* _What is asked_
Return the following lines verbatim, making no alterations of any kind.

++++ Provided material ++++

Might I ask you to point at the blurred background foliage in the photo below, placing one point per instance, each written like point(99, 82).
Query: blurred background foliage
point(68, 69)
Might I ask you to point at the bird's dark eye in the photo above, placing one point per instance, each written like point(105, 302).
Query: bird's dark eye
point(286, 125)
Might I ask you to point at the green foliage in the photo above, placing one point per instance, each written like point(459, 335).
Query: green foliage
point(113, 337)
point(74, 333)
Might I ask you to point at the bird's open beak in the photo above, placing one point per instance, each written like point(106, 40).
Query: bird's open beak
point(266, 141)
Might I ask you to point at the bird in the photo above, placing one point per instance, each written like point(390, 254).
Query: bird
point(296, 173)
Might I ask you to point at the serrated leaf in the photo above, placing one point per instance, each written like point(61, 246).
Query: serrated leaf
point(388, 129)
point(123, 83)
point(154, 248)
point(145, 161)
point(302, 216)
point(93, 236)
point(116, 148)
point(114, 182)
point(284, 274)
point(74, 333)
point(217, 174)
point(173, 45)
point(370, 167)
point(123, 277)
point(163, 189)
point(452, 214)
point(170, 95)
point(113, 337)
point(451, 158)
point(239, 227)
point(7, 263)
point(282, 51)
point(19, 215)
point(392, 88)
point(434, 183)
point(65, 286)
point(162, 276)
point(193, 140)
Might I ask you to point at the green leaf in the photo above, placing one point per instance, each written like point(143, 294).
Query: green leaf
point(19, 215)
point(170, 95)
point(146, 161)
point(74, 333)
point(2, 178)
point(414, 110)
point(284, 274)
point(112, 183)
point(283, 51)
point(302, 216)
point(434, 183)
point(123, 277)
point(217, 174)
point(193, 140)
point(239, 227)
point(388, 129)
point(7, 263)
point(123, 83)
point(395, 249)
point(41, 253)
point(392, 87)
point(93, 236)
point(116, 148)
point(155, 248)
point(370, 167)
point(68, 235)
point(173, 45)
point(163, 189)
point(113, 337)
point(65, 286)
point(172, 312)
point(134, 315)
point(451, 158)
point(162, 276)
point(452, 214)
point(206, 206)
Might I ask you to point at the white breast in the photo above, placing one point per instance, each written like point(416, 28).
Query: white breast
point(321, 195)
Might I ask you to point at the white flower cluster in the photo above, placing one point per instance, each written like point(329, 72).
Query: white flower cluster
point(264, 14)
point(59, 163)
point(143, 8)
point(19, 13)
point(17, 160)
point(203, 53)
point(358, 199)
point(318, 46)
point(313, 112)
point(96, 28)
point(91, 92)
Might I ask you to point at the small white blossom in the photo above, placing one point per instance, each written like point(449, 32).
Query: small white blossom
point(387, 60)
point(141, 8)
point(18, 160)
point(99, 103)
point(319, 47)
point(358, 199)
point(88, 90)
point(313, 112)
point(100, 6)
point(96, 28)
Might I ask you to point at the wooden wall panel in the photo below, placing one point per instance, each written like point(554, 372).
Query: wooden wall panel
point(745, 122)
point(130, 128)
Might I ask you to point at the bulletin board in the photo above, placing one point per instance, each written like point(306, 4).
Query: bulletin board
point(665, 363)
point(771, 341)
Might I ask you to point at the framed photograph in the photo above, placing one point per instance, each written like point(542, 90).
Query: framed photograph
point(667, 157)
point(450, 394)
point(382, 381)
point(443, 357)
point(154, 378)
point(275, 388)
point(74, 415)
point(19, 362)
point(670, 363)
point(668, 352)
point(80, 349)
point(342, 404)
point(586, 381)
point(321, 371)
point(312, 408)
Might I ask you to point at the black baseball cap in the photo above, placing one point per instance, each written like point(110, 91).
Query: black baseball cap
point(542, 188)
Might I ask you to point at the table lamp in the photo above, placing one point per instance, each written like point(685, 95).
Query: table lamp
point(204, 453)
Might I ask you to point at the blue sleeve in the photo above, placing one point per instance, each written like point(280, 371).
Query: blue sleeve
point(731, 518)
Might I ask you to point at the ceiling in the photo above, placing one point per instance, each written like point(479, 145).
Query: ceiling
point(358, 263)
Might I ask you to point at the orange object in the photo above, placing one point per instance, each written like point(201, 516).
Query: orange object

++++

* _In response_
Might I ask you to point at the blurred background foliage in the photo below, placing one point per instance, each written like point(99, 82).
Query: blurred background foliage
point(68, 69)
Might I ask you to point at the bird's dark eye in the photo above, placing one point per instance, each written like point(105, 302).
Query: bird's dark eye
point(286, 125)
Might I ask you to point at the green foliage in the photo above, placing one point per instance, each written like point(459, 335).
Query: green foliage
point(113, 337)
point(74, 333)
Might I ask you to point at the bird's open beak in the photo above, placing one point per instance, each written like point(106, 40).
Query: bird's open beak
point(266, 141)
Might I ask you to point at the bird in the photo above, placing one point per instance, each written like point(390, 254).
Query: bird
point(296, 173)
Might I ask you to point at the serrated leaf in the photo above, placing one point per instance, each written like point(61, 246).
Query: serrated leaf
point(388, 129)
point(123, 83)
point(154, 248)
point(145, 161)
point(302, 216)
point(93, 236)
point(116, 148)
point(114, 182)
point(284, 274)
point(74, 333)
point(217, 174)
point(173, 45)
point(370, 167)
point(123, 277)
point(163, 189)
point(452, 214)
point(170, 95)
point(113, 337)
point(451, 158)
point(239, 227)
point(7, 263)
point(282, 51)
point(19, 215)
point(392, 88)
point(434, 183)
point(65, 286)
point(162, 276)
point(193, 140)
Might I ask you to point at the green leaf in the photo above, placing one point per instance, each written like point(143, 294).
Query: green leaf
point(19, 215)
point(170, 95)
point(146, 161)
point(74, 333)
point(2, 178)
point(414, 110)
point(284, 274)
point(112, 183)
point(283, 51)
point(302, 216)
point(434, 183)
point(123, 277)
point(217, 174)
point(193, 140)
point(239, 227)
point(388, 129)
point(7, 263)
point(123, 83)
point(395, 249)
point(41, 253)
point(392, 87)
point(93, 236)
point(116, 148)
point(155, 248)
point(370, 167)
point(68, 235)
point(173, 45)
point(163, 189)
point(113, 337)
point(65, 286)
point(172, 312)
point(134, 315)
point(451, 158)
point(162, 276)
point(452, 214)
point(206, 206)
Might I ask you to point at the white breast in the photo above, placing one point per instance, each written like point(416, 28).
Query: white breast
point(321, 195)
Might I ask you to point at the white flower cluster in the photo above, placing one point per instance, each written like point(329, 72).
Query: white flower cluster
point(264, 14)
point(59, 163)
point(143, 8)
point(19, 13)
point(17, 160)
point(203, 53)
point(358, 199)
point(318, 46)
point(313, 112)
point(96, 28)
point(91, 92)
Might I ask you to point at the small white blossom in the photo above, placing one point per instance, each written like point(449, 32).
Query: small white blossom
point(387, 60)
point(141, 8)
point(18, 160)
point(99, 103)
point(319, 47)
point(358, 199)
point(88, 90)
point(313, 112)
point(100, 6)
point(96, 28)
Might I ask you to point at the wooden wall panel in the photo below, placing one point per instance, each written like point(554, 372).
Query: wooden wall panel
point(745, 122)
point(130, 128)
Might I ask you to point at the bulletin board in the photo above, placing one point per instance, each written like point(306, 4).
Query: bulletin board
point(665, 363)
point(771, 341)
Might I ask you to point at the framed photograph in the photo above, placing one point per instance, each written like point(542, 90).
Query: framed photograph
point(667, 157)
point(450, 394)
point(382, 381)
point(443, 357)
point(154, 378)
point(275, 388)
point(74, 415)
point(19, 362)
point(670, 363)
point(668, 352)
point(80, 349)
point(342, 404)
point(586, 381)
point(321, 371)
point(312, 408)
Might I ask you to point at the black baseball cap in the photo above, placing one point per instance, each written like point(110, 91).
Query: black baseball cap
point(542, 188)
Might I ask you to point at the table lamp in the photo above, placing one point per instance, each written like point(685, 95).
Query: table lamp
point(204, 453)
Might I ask you to point at the blue sleeve in the photo above, placing one point per instance, each written like point(280, 371).
Query: blue sleeve
point(731, 518)
Might I ask you to point at the ceiling in the photo above, placing one point per instance, each written like point(479, 145).
Query: ceiling
point(358, 263)
Might I ask you to point at the orange object in the photo above, placing one point per instance, each written like point(201, 516).
Query: orange object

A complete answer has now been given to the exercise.